Provided data:
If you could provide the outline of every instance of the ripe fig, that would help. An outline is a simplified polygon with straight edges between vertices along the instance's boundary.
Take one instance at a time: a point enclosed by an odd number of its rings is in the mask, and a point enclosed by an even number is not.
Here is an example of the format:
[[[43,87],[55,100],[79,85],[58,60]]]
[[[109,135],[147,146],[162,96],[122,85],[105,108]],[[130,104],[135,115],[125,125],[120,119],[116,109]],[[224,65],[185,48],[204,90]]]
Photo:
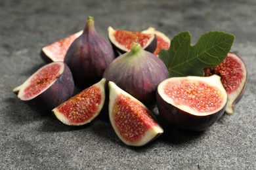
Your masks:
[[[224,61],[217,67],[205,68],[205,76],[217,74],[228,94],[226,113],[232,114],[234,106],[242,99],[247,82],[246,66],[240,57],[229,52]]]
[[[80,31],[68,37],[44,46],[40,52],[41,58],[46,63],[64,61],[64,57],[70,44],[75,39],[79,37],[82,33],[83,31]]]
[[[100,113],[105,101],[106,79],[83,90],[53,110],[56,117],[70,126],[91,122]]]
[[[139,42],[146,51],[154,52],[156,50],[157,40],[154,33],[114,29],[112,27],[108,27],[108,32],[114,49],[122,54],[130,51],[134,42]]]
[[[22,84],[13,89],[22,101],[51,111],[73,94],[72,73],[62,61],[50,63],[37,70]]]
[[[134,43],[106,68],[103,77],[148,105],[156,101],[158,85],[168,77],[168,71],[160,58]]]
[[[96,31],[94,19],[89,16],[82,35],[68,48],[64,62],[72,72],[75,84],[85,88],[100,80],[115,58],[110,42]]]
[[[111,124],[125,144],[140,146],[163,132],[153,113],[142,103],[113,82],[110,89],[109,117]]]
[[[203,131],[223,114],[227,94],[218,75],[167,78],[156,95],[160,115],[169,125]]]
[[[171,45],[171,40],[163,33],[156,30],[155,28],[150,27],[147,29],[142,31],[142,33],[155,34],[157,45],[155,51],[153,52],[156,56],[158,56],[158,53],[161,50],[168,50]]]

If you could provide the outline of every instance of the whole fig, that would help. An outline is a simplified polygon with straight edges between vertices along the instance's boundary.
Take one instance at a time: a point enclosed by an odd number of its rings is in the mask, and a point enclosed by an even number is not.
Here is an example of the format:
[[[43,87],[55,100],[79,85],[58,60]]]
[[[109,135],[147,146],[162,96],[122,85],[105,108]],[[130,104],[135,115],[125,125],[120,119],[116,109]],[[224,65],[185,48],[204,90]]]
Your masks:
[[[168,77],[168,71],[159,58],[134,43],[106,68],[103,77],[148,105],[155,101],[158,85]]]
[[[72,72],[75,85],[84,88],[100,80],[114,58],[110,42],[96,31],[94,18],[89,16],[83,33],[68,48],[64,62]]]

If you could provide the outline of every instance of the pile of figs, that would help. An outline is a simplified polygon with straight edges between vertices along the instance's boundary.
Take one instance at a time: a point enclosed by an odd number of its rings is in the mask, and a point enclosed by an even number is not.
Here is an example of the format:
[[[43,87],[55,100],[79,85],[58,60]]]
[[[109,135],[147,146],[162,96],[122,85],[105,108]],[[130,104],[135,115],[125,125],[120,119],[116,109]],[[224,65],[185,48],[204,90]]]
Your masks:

Goal of the exercise: Repeat every record above exactly, but leave out any pictures.

Final answer:
If you could provide the outline of every instance of the ripe fig, that would help. An outline is a simplified polygon with straight edges between vertices along the instance's boundary.
Take one instance at a time: a point enclosed by an odd number of its rings is in the mask, and a point enclosed by an even number is not.
Here is an example of the format:
[[[43,87],[55,100],[79,85],[58,60]]]
[[[109,135],[147,146],[162,96],[122,85],[105,108]],[[130,104],[135,115],[125,125],[120,119],[116,109]],[[224,65],[185,48],[204,90]]]
Photo:
Your masks:
[[[224,61],[217,67],[205,68],[205,76],[217,74],[228,94],[226,113],[232,114],[234,106],[242,99],[247,82],[246,66],[240,57],[229,52]]]
[[[80,31],[68,37],[44,46],[40,52],[41,58],[46,63],[64,61],[64,57],[70,44],[75,39],[79,37],[82,33],[83,31]]]
[[[100,113],[105,101],[106,79],[83,90],[53,110],[56,117],[70,126],[91,122]]]
[[[139,42],[146,51],[154,52],[156,50],[157,40],[154,33],[114,29],[112,27],[108,27],[108,32],[114,49],[122,54],[130,51],[134,42]]]
[[[22,84],[13,89],[22,101],[51,111],[73,94],[72,73],[62,61],[50,63],[37,70]]]
[[[134,43],[106,68],[103,77],[148,105],[156,101],[158,85],[168,77],[168,71],[160,58]]]
[[[96,31],[94,19],[89,16],[82,35],[68,48],[64,62],[72,72],[75,84],[85,88],[100,80],[115,58],[110,42]]]
[[[111,124],[125,144],[140,146],[163,132],[153,113],[142,103],[113,82],[110,89],[109,117]]]
[[[203,131],[223,114],[227,94],[218,75],[167,78],[156,95],[160,115],[169,125]]]
[[[171,45],[171,40],[163,33],[156,30],[155,28],[150,27],[147,29],[142,31],[142,33],[155,34],[157,45],[155,51],[153,52],[156,56],[158,56],[158,53],[161,50],[168,50]]]

If you could provide the outline of every instance of the whole fig, that would help. An outline is a simplified polygon with straight edges between vertices along the instance's boundary.
Take one instance at a time: a point enclosed by an odd number of its rings is in the mask, and a point enclosed by an even number is not.
Here is an example of the format:
[[[43,87],[55,100],[79,85],[58,60]]]
[[[109,135],[147,146],[162,96],[122,85],[105,108]],[[130,104],[135,115],[125,125],[120,119],[116,109]],[[224,65],[185,48],[204,90]]]
Your masks:
[[[168,77],[168,71],[159,58],[134,43],[106,68],[103,77],[148,105],[155,101],[158,85]]]
[[[72,72],[75,85],[84,88],[100,80],[114,58],[110,42],[96,31],[94,18],[89,16],[83,33],[68,48],[64,62]]]

If you could provide the outline of every instance of the pile of figs, that would help. An outline is a simplified polygon with straight edges between vertices along the instance's boundary.
Take one instance at a time: a point enclosed by an odd number of its rings is in the mask, and a point enclosed by an even number is not.
Here is an example of the format:
[[[43,87],[55,100],[79,85],[58,60]]]
[[[109,135],[147,146],[162,96],[122,85],[105,108]],[[130,104],[135,115],[125,125],[120,119],[116,109]],[[224,65],[185,48],[204,90]]]
Your masks:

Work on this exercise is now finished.